┌─ MATERIAL PROVIDED
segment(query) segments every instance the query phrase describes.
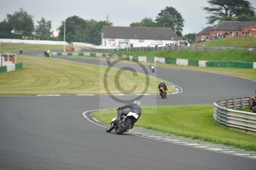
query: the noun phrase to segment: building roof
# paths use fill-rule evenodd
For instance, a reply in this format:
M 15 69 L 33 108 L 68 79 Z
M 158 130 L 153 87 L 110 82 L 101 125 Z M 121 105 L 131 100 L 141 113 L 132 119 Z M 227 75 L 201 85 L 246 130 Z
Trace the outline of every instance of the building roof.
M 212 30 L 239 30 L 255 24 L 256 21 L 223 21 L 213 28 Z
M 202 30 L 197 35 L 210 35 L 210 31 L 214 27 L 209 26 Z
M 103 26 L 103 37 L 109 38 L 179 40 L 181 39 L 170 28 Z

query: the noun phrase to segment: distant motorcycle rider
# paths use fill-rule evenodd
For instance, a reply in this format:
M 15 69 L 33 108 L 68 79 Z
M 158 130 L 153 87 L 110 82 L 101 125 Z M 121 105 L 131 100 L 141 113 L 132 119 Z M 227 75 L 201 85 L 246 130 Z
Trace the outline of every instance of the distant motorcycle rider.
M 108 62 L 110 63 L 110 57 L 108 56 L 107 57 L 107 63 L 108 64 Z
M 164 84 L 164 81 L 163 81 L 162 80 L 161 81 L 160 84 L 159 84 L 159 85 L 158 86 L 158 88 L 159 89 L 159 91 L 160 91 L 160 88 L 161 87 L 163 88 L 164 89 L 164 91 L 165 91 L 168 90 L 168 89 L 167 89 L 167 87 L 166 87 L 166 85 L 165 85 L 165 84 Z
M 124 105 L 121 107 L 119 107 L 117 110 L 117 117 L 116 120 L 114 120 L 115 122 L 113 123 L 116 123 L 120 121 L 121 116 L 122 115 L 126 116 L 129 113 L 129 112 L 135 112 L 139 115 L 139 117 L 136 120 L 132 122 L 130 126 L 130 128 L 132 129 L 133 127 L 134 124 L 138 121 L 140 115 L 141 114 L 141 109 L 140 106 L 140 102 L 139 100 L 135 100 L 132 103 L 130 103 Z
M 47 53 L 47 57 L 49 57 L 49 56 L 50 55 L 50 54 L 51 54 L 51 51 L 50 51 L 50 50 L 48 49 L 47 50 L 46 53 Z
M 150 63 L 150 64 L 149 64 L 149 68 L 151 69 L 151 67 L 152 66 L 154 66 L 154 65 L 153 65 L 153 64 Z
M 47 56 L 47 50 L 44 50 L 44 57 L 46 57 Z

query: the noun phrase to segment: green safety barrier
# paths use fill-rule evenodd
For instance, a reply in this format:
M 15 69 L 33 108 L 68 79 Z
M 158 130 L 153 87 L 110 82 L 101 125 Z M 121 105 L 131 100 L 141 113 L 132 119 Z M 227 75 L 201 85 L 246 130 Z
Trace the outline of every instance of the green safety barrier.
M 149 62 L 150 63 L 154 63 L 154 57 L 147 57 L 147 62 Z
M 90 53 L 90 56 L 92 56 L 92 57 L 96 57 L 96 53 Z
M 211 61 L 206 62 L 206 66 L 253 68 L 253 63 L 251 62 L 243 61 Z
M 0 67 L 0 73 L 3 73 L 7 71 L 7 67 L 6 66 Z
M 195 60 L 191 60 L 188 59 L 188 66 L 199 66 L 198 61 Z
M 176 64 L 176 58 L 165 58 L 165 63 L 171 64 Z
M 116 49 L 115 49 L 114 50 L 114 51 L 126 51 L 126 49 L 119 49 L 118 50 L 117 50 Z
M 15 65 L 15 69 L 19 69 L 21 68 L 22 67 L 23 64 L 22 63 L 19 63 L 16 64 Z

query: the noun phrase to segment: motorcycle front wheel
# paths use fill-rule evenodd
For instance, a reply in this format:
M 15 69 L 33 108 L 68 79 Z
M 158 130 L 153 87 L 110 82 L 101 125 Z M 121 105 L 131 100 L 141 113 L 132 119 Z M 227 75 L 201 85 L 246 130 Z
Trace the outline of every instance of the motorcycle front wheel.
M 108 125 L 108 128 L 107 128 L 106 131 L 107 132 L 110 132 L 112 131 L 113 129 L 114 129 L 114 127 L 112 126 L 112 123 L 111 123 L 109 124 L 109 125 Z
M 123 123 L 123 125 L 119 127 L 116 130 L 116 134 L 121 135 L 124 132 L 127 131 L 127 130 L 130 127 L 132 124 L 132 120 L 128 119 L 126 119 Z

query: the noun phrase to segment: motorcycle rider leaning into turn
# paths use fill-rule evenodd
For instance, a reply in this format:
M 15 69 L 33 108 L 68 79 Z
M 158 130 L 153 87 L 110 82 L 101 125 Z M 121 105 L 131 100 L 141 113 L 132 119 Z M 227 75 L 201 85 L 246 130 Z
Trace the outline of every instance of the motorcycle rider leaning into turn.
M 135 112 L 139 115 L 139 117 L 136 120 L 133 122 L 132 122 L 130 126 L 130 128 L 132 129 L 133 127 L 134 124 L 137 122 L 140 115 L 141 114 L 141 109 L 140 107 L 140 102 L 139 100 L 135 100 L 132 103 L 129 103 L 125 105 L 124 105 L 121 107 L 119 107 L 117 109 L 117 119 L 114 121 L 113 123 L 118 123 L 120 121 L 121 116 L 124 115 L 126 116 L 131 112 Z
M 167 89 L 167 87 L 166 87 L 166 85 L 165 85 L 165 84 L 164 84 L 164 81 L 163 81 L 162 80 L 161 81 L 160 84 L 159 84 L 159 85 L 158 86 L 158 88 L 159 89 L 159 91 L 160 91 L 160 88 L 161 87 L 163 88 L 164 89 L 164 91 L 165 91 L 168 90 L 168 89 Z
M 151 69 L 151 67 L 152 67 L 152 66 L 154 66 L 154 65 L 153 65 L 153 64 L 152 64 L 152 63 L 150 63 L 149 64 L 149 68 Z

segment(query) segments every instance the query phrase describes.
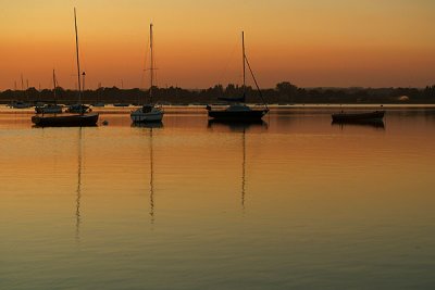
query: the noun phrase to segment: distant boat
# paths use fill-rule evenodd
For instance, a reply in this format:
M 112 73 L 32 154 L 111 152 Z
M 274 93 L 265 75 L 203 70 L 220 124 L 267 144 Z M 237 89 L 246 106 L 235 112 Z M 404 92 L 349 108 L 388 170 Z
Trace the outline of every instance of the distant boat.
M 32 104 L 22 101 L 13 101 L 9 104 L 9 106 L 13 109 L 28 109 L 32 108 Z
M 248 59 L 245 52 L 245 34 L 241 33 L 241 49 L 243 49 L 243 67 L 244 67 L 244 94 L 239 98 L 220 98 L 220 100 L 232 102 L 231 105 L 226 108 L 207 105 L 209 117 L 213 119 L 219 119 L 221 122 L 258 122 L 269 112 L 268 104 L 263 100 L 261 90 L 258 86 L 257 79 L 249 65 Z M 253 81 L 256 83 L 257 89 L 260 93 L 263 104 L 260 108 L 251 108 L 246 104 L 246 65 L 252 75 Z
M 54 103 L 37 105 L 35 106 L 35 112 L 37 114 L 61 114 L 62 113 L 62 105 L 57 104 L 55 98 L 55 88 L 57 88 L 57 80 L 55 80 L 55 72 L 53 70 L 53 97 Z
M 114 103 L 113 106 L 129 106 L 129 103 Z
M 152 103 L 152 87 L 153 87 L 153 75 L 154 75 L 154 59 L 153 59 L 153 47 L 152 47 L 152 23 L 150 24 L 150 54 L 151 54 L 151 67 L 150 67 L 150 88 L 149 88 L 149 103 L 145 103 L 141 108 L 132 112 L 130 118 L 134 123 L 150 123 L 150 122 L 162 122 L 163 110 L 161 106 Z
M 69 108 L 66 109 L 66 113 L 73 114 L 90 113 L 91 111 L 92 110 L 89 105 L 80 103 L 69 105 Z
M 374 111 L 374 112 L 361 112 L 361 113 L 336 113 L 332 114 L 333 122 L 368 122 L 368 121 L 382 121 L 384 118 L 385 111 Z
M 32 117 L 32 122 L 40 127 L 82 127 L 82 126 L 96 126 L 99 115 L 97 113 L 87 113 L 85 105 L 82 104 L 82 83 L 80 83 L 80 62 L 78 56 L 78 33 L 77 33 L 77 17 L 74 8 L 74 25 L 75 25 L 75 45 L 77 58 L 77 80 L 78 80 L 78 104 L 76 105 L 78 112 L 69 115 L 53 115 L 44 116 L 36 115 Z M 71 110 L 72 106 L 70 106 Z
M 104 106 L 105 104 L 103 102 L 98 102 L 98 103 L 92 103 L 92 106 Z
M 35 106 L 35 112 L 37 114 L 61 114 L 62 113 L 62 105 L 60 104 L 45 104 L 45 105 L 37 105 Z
└─
◆ SHORT PROBLEM: Retype the items from their very start through the line containing "M 103 26 L 103", keeping both ends and leaving the pictures out. What does that stretch read, line for line?

◆ FINAL RESULT:
segment(query) segments every instance the query phrase describes.
query: the noun phrase to segment: building roof
# paths use fill-rule evenodd
For instance, a reply in this format:
M 15 69 L 33 108 L 68 79 Z
M 158 130 L 153 87 L 110 82 L 101 125 Z M 121 105 L 131 100 L 141 113 L 132 119 Z M 227 75 L 201 85 L 246 130 Z
Trace the outline of every instance of the building roof.
M 212 30 L 239 30 L 255 24 L 256 21 L 223 21 L 213 28 Z
M 202 30 L 197 35 L 210 35 L 210 31 L 214 27 L 209 26 Z
M 103 26 L 103 37 L 109 38 L 179 40 L 181 39 L 170 28 Z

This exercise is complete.